:: Instructions for the task ::
Rewrite the material below, changing every "thickest" to "widest" and keeping everything else the same. Leave the pictures out of your version.

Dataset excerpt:
>> BEGIN
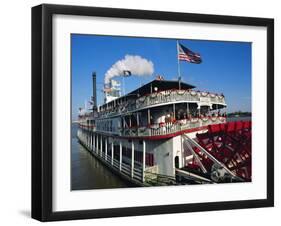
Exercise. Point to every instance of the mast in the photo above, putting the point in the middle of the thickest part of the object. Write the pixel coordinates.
(179, 74)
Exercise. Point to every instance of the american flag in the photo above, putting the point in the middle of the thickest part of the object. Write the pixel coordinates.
(186, 54)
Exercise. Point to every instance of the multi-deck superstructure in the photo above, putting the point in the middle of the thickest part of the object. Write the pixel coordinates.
(150, 135)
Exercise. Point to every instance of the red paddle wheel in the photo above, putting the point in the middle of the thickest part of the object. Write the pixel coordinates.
(222, 154)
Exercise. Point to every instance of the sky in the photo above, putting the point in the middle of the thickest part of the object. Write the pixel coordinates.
(225, 68)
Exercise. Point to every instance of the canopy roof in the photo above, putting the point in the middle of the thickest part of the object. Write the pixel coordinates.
(150, 87)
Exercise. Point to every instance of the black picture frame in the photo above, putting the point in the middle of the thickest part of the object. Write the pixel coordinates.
(42, 111)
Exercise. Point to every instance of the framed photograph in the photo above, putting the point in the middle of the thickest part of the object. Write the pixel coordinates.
(146, 112)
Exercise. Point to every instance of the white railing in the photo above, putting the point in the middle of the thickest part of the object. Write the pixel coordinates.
(172, 127)
(178, 95)
(166, 96)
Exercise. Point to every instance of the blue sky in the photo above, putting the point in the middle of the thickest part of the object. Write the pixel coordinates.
(225, 67)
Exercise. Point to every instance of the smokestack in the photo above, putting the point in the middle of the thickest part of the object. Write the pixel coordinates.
(94, 97)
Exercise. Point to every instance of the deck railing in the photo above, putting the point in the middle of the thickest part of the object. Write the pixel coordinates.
(167, 96)
(165, 128)
(172, 127)
(178, 95)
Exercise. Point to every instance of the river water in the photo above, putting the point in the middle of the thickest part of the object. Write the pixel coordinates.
(89, 173)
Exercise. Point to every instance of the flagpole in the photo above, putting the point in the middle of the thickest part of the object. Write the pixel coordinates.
(179, 74)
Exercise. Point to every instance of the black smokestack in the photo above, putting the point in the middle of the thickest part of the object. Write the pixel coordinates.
(94, 97)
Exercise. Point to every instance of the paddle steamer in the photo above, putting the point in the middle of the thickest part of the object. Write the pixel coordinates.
(166, 133)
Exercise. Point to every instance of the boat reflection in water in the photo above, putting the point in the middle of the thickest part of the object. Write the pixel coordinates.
(89, 173)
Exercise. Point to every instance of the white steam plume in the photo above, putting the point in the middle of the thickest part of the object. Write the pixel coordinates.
(135, 64)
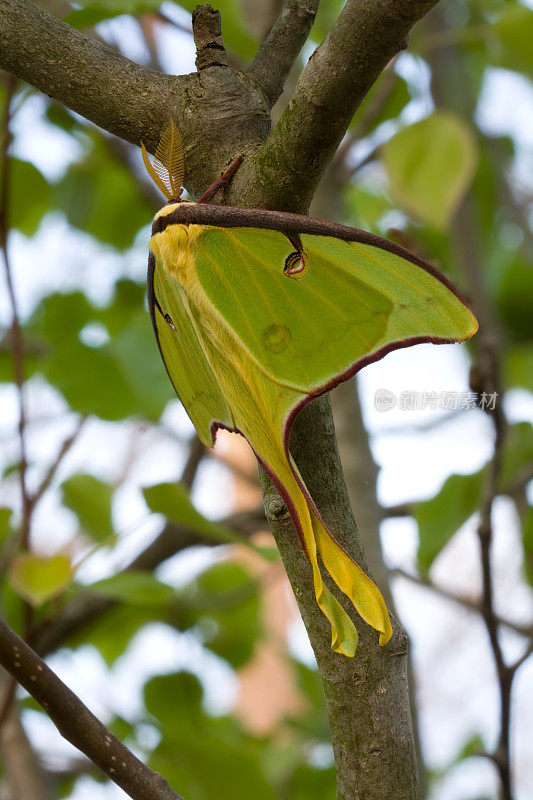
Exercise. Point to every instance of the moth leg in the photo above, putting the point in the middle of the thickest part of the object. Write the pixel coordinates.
(222, 182)
(296, 263)
(168, 319)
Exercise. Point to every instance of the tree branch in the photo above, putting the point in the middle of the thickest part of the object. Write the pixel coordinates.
(279, 51)
(89, 77)
(336, 79)
(464, 602)
(77, 724)
(366, 695)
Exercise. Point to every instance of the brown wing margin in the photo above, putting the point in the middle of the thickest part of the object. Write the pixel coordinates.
(290, 224)
(153, 304)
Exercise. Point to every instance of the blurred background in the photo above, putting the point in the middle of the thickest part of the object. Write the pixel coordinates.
(135, 575)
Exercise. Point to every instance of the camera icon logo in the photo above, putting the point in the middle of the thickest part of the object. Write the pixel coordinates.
(384, 400)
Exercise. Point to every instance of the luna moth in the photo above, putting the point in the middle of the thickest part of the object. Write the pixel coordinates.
(257, 312)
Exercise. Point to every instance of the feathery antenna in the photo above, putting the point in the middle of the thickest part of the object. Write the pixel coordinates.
(168, 168)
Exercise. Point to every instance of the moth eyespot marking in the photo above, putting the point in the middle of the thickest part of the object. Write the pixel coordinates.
(296, 265)
(276, 338)
(170, 323)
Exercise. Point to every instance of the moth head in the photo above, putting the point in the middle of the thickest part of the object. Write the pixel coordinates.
(168, 167)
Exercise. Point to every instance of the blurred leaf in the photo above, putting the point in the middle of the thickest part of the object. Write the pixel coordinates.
(60, 317)
(325, 18)
(29, 196)
(127, 304)
(5, 519)
(430, 166)
(94, 11)
(227, 604)
(172, 500)
(517, 454)
(165, 694)
(198, 754)
(514, 31)
(112, 632)
(39, 578)
(137, 358)
(439, 518)
(90, 499)
(135, 587)
(101, 196)
(515, 299)
(365, 208)
(90, 382)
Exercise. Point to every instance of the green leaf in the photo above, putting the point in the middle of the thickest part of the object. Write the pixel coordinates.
(172, 500)
(134, 351)
(90, 499)
(112, 632)
(517, 454)
(94, 11)
(181, 692)
(439, 518)
(90, 382)
(29, 196)
(514, 31)
(40, 578)
(135, 587)
(430, 166)
(102, 197)
(60, 317)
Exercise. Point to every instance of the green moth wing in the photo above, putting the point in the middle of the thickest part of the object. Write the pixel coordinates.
(356, 300)
(190, 373)
(250, 332)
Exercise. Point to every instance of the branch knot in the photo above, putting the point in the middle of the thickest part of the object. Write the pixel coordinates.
(207, 33)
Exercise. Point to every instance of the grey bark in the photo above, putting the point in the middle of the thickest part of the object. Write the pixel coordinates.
(223, 113)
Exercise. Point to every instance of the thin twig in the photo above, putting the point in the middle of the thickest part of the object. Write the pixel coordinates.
(77, 724)
(7, 700)
(466, 603)
(16, 334)
(485, 537)
(48, 478)
(281, 48)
>> END
:: Response to the task ::
Exercise. Point to every instance of the mast in the photo above, putting the point in the middle of the widest part of the object. Write the pixel coordinates.
(179, 74)
Exercise. Point to every instance of the american flag in the photo above, putting the point in the middle of the widest part of the object. Write the pixel coordinates.
(186, 54)
Exercise. Point to every instance of the multi-deck superstructure in the photo above, putting the point in the middle of the widest part of the object. Write the pixel coordinates.
(150, 135)
Exercise. Point to every instance of the red paddle wheel in the photo above, putting the point in the middle of the widest part of the object. Write the pixel coordinates.
(222, 154)
Exercise. Point to every instance of the sky in the photo above, putting the point in the middle of the widest part of the object. Write the pixel coordinates.
(225, 68)
Exercise. Point to every instance of the canopy roof in the photo above, putting the point in the middle of the widest part of the object. Write the pixel coordinates.
(150, 87)
Exercise. Point to every instance of the black picture frame in the photo above, putting the point in the middle of the widest part of the object. Write the pixel coordinates.
(42, 111)
Exercise. Point to every instance of the framed photograph in the photo above, putting the point in the middle of the widest part of the object. Write the pixel coordinates.
(146, 112)
Exercise. Point to every instance of the white railing in the photo above, putting the point in the middle of the widest part of the object. Write the pixel coordinates.
(172, 127)
(178, 95)
(166, 96)
Exercise. Point to every instance of the blue sky in the photo above, putting the point in the middle of the widest part of the object. Write the pixel coordinates.
(225, 67)
Exercise. Point to every instance of the smokestack in the photo above, putting the point in the middle of the widest part of the object. Write the pixel coordinates.
(94, 97)
Exercise. Point to every instance of the deck railing in the photo above, putting the point in the middle of the widest part of the object. Write the pixel coordinates.
(167, 96)
(165, 128)
(172, 127)
(178, 95)
Exercise. Point to every instance of the river water in the photo above, putting the point in the middle of the widest part of the object. Write the pixel coordinates.
(89, 173)
Exercise. Point to every instance of the flagpole in the photo above, putting the point in the middle of the widest part of the object. Write the pixel coordinates.
(179, 74)
Exercise. Point to every instance of the black smokestack in the photo above, putting the point in the middle of the widest part of the object. Write the pixel coordinates.
(94, 97)
Exercise. Point to every instance of the paddle steamer in the photo above, putting the point in the middle of the widest part of the object. Write the pixel coordinates.
(166, 133)
Exercise. Point to every instance of the boat reflection in water in the photo above, putting the point in the middle of the widest part of the object. Write the pixel coordinates.
(89, 173)
Exercise. Point to every instance of the white steam plume in the photo above, putting the point in the middle of the widest part of the object. Write the pixel coordinates.
(135, 64)
Exercise. Point to every instance of the moth leg in the photo above, putting the point in the middle of the widest part of the object. Write the pixel coordinates.
(222, 182)
(296, 263)
(168, 319)
Exercise. Point to every instance of the tree branch in the photo above, putting the point in the middle of the widest part of the object. Write the pixel coordinates.
(279, 51)
(89, 77)
(336, 79)
(464, 602)
(77, 724)
(366, 695)
Exercise. Point to every instance of the brown wing margin in the photo above, putting the point in the middle of the widest part of the object. Write the pixel coordinates.
(290, 224)
(153, 304)
Exercise. Point to every instance of the blurred background in the photo above, putting the point in the middle of the widest part of the object. Write the pixel coordinates.
(135, 575)
Exercise. Point to every instance of the camera icon logo in the photo above, putting the point in the middle of the widest part of the object. Write the pixel coordinates.
(384, 400)
Exercise. Point to every instance of the luna moth in the photo above, putting the point in the middle of the widest part of the object. Write the pixel coordinates.
(257, 312)
Exercise. Point to every instance of the feathery antenna in the photo above, putting the point in the middle of the widest part of the object. Write the pixel coordinates.
(168, 168)
Exercise. Point to every instance of the moth eyespot marking in the photo above, putting the point in the middle of the widest part of the object. Write the pixel coordinates.
(296, 265)
(276, 338)
(170, 323)
Exercise. Point to every instance of the moth head in the photo above, putting the point in the middle of the widest part of the object. Write the pixel coordinates.
(168, 167)
Exercise. Point to every instance of the blurred leaf in the photo above, putting the point in the middle of the widest part of the object. Write the pixel coordinates.
(60, 317)
(325, 18)
(29, 196)
(127, 304)
(5, 519)
(430, 166)
(94, 11)
(227, 604)
(172, 500)
(517, 454)
(165, 694)
(198, 754)
(514, 31)
(112, 632)
(39, 578)
(137, 358)
(439, 518)
(90, 499)
(135, 587)
(101, 196)
(515, 299)
(365, 208)
(90, 382)
Exercise. Point to every instance of the green leaf in the photo above, putting the point in the middle of the widest part of the object. Write the pixel coordinates.
(172, 500)
(134, 351)
(90, 499)
(112, 632)
(517, 454)
(94, 11)
(181, 692)
(439, 518)
(90, 382)
(29, 196)
(514, 31)
(40, 578)
(135, 587)
(430, 166)
(102, 197)
(60, 317)
Exercise. Point to every instance of the green moth wing in the photo above, putting the point in the middle of the widest part of the object. Write the pixel coordinates.
(356, 300)
(190, 373)
(250, 332)
Exercise. Point to every instance of the branch knot in the photo above, putting the point in the middle of the widest part of the object. Write the pixel coordinates.
(207, 33)
Exercise. Point to every instance of the grey bark in the photo above, putting the point in the middle of the widest part of the object. Write the pixel coordinates.
(223, 113)
Exercise. Point to every instance of the thin twig in the photo above, putting the point in the middle of the widest part of the object. Write the pixel coordinates.
(77, 724)
(7, 700)
(466, 603)
(16, 334)
(485, 537)
(48, 478)
(281, 48)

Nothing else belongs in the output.